----- Document extract -----

I have urged from the beginning that the government bring the reform exercise out of the back rooms. Ideally, in my view, the development of a package of reform proposals should be the responsibility of a parliamentary committee. In that way, proposals for reform can be judged by proper public debate, instead of the proposals coming out of the back rooms, including my back room. With all due respect, as lawyers say, I must tell you of my worry that reform of the access law born of the present insider process and confined to that process may not result in a strengthened right to know for Canadian citizens.
One of the things that has amused me since I became Information Commissioner has been the profound change in attitude about access to information that occurs with highly placed insiders when they become highly placed outsiders, when they retire and lose contact with all of the flow of inside information. When they find themselves on the outside, they begin to understand the virtues of the access to information law because they can't get what they used to get. They have to use the access to information law to get what they would like to have, and they now begin to see the differences in perspective that came when they were a deputy minister or a minister, or what have you, and when they are “ex”. When they are “ex”, they are citizens like all of us and they have to use the access act. They become very strong supporters of the access act. It's a change of perspective.
My point is simply to make a plea to find some way to make this reform process into one that includes a multitude of perspectives, because we have to satisfy the population and we have to make sure that what we come up with is going to be better than what we have. From my discussions I've learned that there is within the system a nostalgia for the days when the Access to Information Act wasn't there, when secrecy could manage information. And we still see signs of that even today. Within the federal bureaucracy there is a wind of hostility that blows against access. There is disfavour born of indignation against perceived waste in times of thrift, of valuable resources in responding to access requests. Special hostility is reserved for those who make multiple requests and for those who use the information acquired for commercial gain. There are even rumours that access requesters have the avowed purpose of bringing departments to their knees through abusive, frivolous, or vexatious use of the access law. And there's a widespread belief that the costs of administering the access law are excessive, out of control, and users don't pay their fair share of costs.

-----

Given request A:
Answer these questions using the remarks on access-to-information reform, one line per answer:
(i) Who does the speaker say should ideally develop the package of reform proposals?
(ii) How do retired insiders come to regard the access act once they are "ex"?
(iii) Which two kinds of requesters face special hostility within the federal bureaucracy?
Given request B: Summarize the remarks on access-to-information reform in two sentences.
Given request C: Extend the remarks on access-to-information reform, picking up right after their final sentence.

----- Data listing -----

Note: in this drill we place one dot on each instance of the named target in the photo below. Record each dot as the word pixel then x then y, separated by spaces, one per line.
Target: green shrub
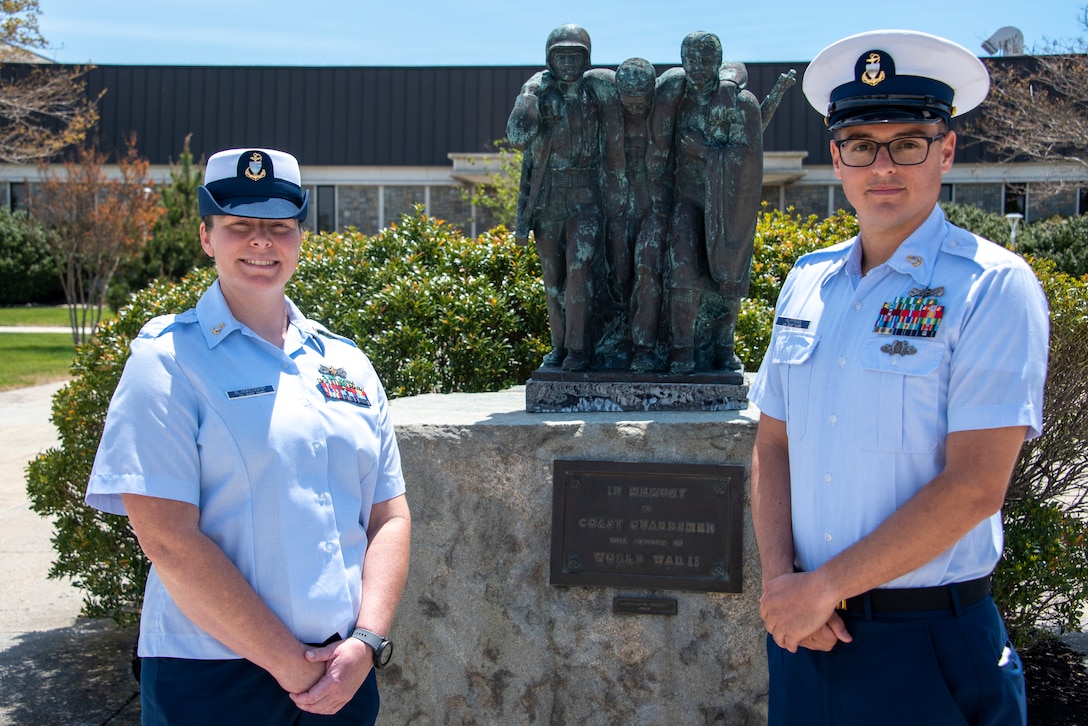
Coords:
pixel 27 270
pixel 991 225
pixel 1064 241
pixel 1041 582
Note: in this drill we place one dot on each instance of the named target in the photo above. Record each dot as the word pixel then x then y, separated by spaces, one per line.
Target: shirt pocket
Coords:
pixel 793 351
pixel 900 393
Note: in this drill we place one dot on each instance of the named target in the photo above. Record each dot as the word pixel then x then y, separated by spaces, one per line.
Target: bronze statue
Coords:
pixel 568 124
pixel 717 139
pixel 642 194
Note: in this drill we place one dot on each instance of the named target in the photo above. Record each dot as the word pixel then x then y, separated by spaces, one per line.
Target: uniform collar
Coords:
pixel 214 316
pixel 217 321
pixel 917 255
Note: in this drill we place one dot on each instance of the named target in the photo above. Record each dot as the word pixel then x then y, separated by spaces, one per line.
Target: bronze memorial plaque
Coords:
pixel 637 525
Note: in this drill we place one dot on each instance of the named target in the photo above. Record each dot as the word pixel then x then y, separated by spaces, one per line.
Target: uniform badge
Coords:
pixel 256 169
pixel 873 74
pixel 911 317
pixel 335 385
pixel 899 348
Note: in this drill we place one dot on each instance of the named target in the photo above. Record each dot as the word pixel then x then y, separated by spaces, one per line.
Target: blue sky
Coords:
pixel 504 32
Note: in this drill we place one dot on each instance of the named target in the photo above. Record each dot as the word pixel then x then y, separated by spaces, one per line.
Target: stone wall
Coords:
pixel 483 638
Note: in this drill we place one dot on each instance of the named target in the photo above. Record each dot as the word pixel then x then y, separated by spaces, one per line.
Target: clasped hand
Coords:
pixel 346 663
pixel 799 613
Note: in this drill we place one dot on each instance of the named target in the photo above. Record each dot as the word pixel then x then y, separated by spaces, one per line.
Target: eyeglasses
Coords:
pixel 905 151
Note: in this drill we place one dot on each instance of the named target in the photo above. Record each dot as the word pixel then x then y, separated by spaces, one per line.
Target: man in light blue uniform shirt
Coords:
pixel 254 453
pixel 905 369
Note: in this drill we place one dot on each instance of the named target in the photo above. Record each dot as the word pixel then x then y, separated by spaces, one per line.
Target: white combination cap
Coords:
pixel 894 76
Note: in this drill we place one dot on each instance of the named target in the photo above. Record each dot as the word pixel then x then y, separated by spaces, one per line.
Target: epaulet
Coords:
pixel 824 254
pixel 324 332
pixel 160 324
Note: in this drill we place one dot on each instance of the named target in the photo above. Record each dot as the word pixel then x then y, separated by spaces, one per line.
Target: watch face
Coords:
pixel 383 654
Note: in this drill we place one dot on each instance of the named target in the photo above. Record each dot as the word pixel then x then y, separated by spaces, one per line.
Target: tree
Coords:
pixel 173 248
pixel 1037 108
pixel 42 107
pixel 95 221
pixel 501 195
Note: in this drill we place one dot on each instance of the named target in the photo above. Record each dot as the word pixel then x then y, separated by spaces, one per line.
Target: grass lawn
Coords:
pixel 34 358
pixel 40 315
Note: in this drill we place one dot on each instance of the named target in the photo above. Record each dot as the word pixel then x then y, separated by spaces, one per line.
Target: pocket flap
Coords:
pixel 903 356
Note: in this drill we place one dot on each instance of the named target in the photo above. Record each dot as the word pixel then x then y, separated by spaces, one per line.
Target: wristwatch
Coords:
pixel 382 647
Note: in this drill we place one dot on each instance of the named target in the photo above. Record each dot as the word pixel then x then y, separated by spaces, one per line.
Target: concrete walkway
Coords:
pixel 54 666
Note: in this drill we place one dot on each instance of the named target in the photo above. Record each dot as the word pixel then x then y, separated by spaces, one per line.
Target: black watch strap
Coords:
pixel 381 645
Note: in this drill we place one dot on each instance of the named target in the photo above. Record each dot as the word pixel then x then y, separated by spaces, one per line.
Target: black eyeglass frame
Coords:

-----
----- Data listing -----

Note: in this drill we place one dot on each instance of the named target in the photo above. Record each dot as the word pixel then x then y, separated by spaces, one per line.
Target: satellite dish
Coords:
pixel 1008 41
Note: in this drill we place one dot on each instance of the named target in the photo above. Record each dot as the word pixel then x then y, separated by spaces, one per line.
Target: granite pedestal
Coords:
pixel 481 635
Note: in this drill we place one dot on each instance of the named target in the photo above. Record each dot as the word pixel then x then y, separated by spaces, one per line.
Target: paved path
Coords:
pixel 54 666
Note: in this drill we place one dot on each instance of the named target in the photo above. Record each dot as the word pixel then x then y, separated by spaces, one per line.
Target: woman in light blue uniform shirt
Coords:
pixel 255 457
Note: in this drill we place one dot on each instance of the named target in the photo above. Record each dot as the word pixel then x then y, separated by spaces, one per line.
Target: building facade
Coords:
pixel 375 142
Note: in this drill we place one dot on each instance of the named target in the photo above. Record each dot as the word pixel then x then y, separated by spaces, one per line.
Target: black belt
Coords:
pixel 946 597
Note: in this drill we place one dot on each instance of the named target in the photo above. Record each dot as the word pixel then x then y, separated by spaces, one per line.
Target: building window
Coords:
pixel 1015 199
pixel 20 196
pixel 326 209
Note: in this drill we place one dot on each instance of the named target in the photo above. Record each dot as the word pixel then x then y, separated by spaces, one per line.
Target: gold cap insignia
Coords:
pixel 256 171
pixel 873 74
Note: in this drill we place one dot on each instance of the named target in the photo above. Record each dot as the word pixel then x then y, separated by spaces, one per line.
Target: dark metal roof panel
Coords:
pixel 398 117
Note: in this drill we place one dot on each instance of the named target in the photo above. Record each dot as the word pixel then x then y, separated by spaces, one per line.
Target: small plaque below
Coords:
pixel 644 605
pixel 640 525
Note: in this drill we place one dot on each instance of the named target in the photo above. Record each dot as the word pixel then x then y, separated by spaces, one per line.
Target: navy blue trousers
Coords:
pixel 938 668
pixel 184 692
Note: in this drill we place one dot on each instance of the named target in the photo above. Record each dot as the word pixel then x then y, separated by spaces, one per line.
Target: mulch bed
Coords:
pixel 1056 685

-----
----- Data listing -----

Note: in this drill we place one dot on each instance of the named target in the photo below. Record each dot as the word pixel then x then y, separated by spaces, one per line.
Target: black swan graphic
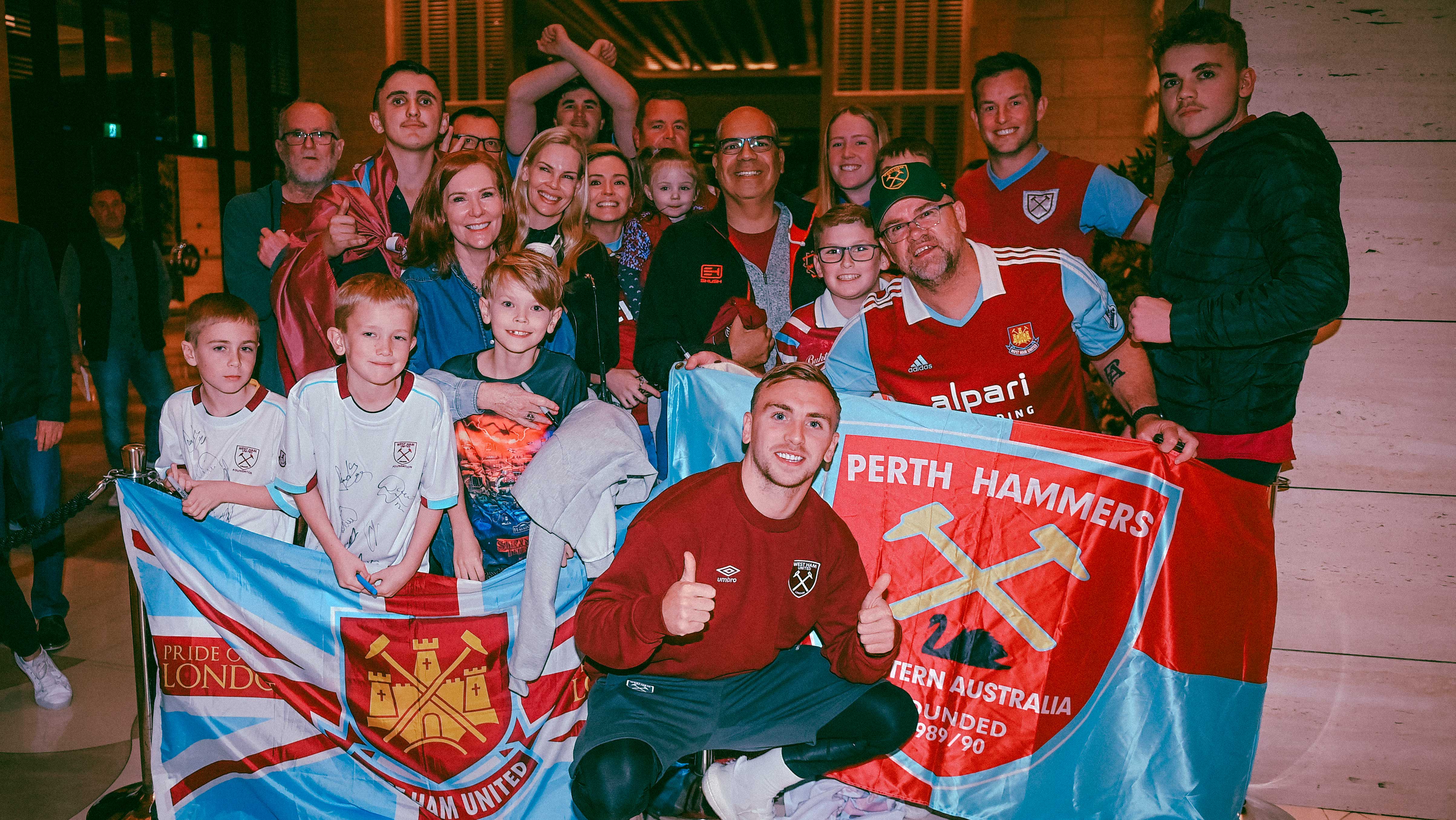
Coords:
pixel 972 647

-----

Written reply A:
(i) A parliamentary committee.
(ii) They become very strong supporters of the access act.
(iii) Those who make multiple requests and those who use the information acquired for commercial gain.

Written reply B: The speaker urges that access reform be taken out of the back rooms and handed to a parliamentary committee so that it includes many perspectives and strengthens citizens' right to know, noting that former insiders become strong supporters of the access act once they must use it themselves. The speaker also warns of hostility toward access within the federal bureaucracy, including nostalgia for secrecy, resentment of multiple and commercial requesters, and a belief that administering the law costs too much.

Written reply C:
Such a hostile spirit should not be the spirit in which the project of proposing reforms to the access law should be tackled. It is an ill-considered and ill-informed spirit; it is, I am afraid, self-interest cloaked in the rhetoric of fiscal responsibility. Beware of reform proposals that come clothed in this garb.
And here I make my second plea. It's much better to do nothing than to embark on reforms designed to achieve no more than imposing higher fees on users, giving longer response times to government, subjecting some requesters, perceived as abusive, to penalty, and offering more opportunity to insulate records from the right of access. We should be doing the opposite.
The access law in Canada is a remarkable accomplishment. There are only 12 countries in the world, though the list is growing slowly, that have subjected their governments and bureaucracies to this kind of transparency. Yet the benefits of the law are tangible and profound. I believe it is transforming the way in which public business is done. There may well be less candour and fewer records being created, but there's also greater care, frugality, integrity, and honesty in government as a result of this law. For a few, the motivation may be simple fear at being found out. For most the motives for ethical behaviour are bred in the bone. We have a remarkably clean, ethical public service in Canada. No matter what the motives, the end result has been positive in quite a revolutionary sense.
Thank you, Mr. Chairman.
The Chair: Thank you very much, Mr. Reid.
I understand that a motion was passed when the committee was first struck that we would have seven-minute rounds, so we'll turn to Mr. Cadman for the first seven minutes.
Mr. Chuck Cadman (Surrey North, Ref.): Thank you, Mr. Chair.
Thank you, Commissioner, and your colleagues, for coming today.
Actually, you answered most of my questions in your presentation.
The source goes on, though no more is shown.